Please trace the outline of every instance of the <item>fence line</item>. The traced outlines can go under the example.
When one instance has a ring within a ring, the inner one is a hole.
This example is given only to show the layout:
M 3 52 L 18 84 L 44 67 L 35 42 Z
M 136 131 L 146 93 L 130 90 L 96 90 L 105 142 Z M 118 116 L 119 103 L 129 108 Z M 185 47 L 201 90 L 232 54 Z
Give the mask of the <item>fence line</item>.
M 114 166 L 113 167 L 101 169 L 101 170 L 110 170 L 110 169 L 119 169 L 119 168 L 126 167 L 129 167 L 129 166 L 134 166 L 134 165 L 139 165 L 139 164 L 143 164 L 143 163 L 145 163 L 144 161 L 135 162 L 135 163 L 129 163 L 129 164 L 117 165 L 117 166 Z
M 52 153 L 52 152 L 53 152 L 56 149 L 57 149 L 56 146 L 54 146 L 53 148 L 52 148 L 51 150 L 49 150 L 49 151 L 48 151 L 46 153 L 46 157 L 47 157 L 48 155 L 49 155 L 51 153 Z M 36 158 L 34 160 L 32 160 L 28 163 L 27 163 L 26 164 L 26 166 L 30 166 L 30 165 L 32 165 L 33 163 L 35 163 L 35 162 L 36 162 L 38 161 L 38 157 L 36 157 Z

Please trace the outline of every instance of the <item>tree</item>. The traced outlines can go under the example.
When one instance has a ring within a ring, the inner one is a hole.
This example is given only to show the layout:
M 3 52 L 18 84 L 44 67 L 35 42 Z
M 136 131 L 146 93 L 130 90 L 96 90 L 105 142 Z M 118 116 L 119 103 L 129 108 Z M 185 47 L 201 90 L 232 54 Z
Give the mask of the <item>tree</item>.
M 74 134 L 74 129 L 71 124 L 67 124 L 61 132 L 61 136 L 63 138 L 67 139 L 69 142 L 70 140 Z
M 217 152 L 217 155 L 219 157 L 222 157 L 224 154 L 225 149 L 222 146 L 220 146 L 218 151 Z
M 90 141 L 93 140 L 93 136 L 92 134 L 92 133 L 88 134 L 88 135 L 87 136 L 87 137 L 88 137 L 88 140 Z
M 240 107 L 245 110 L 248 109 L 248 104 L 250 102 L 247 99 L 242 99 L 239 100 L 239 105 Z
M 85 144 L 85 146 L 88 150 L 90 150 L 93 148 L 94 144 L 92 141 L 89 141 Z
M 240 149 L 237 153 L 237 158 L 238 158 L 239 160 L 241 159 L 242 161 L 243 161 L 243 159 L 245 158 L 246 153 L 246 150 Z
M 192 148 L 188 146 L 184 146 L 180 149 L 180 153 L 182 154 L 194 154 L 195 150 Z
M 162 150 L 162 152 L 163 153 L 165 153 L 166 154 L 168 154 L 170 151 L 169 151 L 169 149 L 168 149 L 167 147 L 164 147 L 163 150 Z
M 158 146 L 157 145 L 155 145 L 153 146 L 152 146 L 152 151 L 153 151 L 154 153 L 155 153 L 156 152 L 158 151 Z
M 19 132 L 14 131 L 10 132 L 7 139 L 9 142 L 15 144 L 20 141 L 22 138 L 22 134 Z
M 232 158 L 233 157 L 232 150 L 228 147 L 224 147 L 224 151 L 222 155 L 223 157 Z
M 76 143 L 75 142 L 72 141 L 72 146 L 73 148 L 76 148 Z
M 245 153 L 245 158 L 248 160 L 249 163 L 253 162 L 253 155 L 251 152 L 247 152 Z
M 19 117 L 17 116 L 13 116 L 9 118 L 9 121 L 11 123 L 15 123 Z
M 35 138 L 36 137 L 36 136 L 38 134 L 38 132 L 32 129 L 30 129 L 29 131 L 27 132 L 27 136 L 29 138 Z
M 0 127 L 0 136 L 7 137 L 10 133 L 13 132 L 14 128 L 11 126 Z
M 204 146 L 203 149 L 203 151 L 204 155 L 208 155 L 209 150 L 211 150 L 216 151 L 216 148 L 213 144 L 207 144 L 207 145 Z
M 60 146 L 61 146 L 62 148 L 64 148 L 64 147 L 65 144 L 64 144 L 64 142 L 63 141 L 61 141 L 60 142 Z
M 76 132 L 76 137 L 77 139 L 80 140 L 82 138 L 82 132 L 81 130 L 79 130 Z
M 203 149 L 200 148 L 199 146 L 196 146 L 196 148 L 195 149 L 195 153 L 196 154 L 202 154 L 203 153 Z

^^^^^^^^^^^^^^^^

● **Description of the task**
Starting with the line that contains "the <item>tree</item>. The" and going on through the line that contains "M 76 143 L 75", write those lines out again with "instance" replaced by "occurrence" and nothing else changed.

● **Result**
Please trace the outline of every occurrence of the <item>tree</item>. The traced outlines can go under the example.
When one occurrence has a ring within a ring, the inner one is a hole.
This example is given only to show the layout:
M 3 52 L 18 84 L 44 67 L 35 42 Z
M 136 131 L 146 93 L 130 90 L 96 90 L 105 142 Z M 118 116 L 119 103 L 129 108 Z M 185 47 L 201 90 L 232 54 Z
Give the mask of the <item>tree</item>.
M 74 134 L 74 129 L 71 124 L 67 124 L 61 132 L 61 136 L 63 138 L 67 139 L 69 142 L 70 140 Z
M 217 152 L 217 155 L 219 157 L 222 157 L 224 154 L 225 149 L 222 146 L 220 146 L 218 151 Z
M 90 141 L 93 140 L 93 136 L 92 134 L 92 133 L 88 134 L 88 135 L 87 136 L 87 137 L 88 137 L 88 140 Z
M 240 107 L 245 110 L 248 109 L 248 104 L 250 102 L 247 99 L 242 99 L 239 100 L 239 105 Z
M 85 144 L 85 146 L 88 150 L 90 150 L 93 148 L 94 144 L 92 141 L 89 141 Z
M 240 149 L 237 153 L 237 158 L 238 158 L 239 160 L 241 159 L 242 161 L 243 161 L 243 159 L 245 158 L 246 153 L 246 150 Z
M 192 148 L 188 146 L 184 146 L 180 149 L 180 153 L 182 154 L 194 154 L 195 150 Z
M 162 150 L 162 152 L 163 153 L 165 153 L 166 154 L 168 154 L 170 151 L 169 151 L 169 149 L 168 149 L 167 147 L 164 147 L 163 150 Z
M 158 146 L 157 145 L 155 145 L 153 146 L 152 146 L 152 151 L 153 151 L 154 153 L 155 153 L 156 152 L 158 151 Z
M 19 132 L 14 131 L 10 132 L 7 139 L 9 142 L 15 144 L 20 141 L 22 138 L 22 134 Z
M 232 158 L 233 157 L 232 150 L 228 147 L 224 147 L 224 151 L 222 155 L 223 157 Z
M 76 143 L 75 142 L 72 141 L 72 146 L 73 148 L 76 148 Z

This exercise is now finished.